→ **DIRECTIONS**:
Every entry below must be repeated exactly; skip the pictures.

→ **DATA TO EXAMINE**:
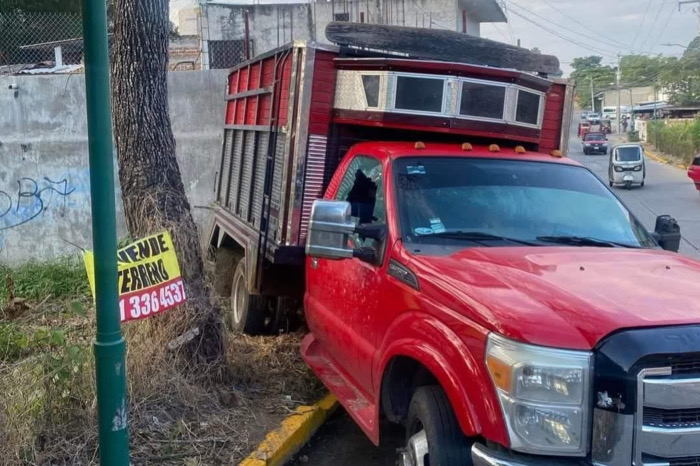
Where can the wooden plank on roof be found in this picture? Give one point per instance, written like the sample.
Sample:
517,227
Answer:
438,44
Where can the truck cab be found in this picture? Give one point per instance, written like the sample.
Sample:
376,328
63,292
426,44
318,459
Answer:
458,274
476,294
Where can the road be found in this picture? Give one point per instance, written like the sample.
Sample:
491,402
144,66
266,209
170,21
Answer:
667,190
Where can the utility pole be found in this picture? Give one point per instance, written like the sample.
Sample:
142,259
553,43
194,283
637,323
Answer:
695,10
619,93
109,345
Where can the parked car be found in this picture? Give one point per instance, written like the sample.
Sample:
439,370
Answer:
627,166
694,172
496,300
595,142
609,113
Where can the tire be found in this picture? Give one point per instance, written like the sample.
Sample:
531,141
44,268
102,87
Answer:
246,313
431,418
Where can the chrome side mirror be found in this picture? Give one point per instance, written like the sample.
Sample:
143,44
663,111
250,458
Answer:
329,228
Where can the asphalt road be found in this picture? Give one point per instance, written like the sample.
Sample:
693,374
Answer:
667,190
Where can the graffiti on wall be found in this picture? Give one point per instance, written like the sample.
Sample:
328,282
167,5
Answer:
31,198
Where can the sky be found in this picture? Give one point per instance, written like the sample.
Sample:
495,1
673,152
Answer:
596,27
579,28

→ **WRITTEN REPLY**:
Where can the wooden plank on roof be found in this picture? Give one point per instance, written like the sample.
Sample:
517,227
Answer:
438,44
Where can the truck cab be found in this picture? Give one point per instance, written like the sample.
Sample:
376,328
63,292
426,44
318,459
Answer:
458,274
476,294
Where can the road be found in this picture? Give one point per instance, written like the sample.
Sample:
491,402
144,66
266,209
170,21
Answer:
667,190
Where can the utility pole be found in this picture? Give one point per instance, written like the sample.
Sample:
142,259
553,43
194,283
637,323
Answer:
695,10
619,93
109,345
Where can the parked car be found in this picture? Give one point per instance, written like the sample.
Sample:
439,370
Answer:
627,166
694,172
496,300
595,142
609,113
Where can the tire be found in this picture? Give one point per instance, written like the sample.
Sample:
531,141
44,268
102,87
Answer:
246,313
431,418
Where can the chrome side mirror be found in this picture? Give one point per instance, written like the sample.
Sample:
143,44
663,111
250,458
Answer:
329,228
Where can the asphalt road be found in this picture? Give one point per instance, written like the sample.
Sample:
693,374
Answer:
667,190
Where can the graffiti on wall be found in this picture? Give one point per instance, written like the sample.
Sample:
328,282
167,5
Answer:
31,198
Where can the sky be found in this picture? Give one point per instance, written like the sample.
Sample:
495,1
673,152
Answer:
596,27
579,28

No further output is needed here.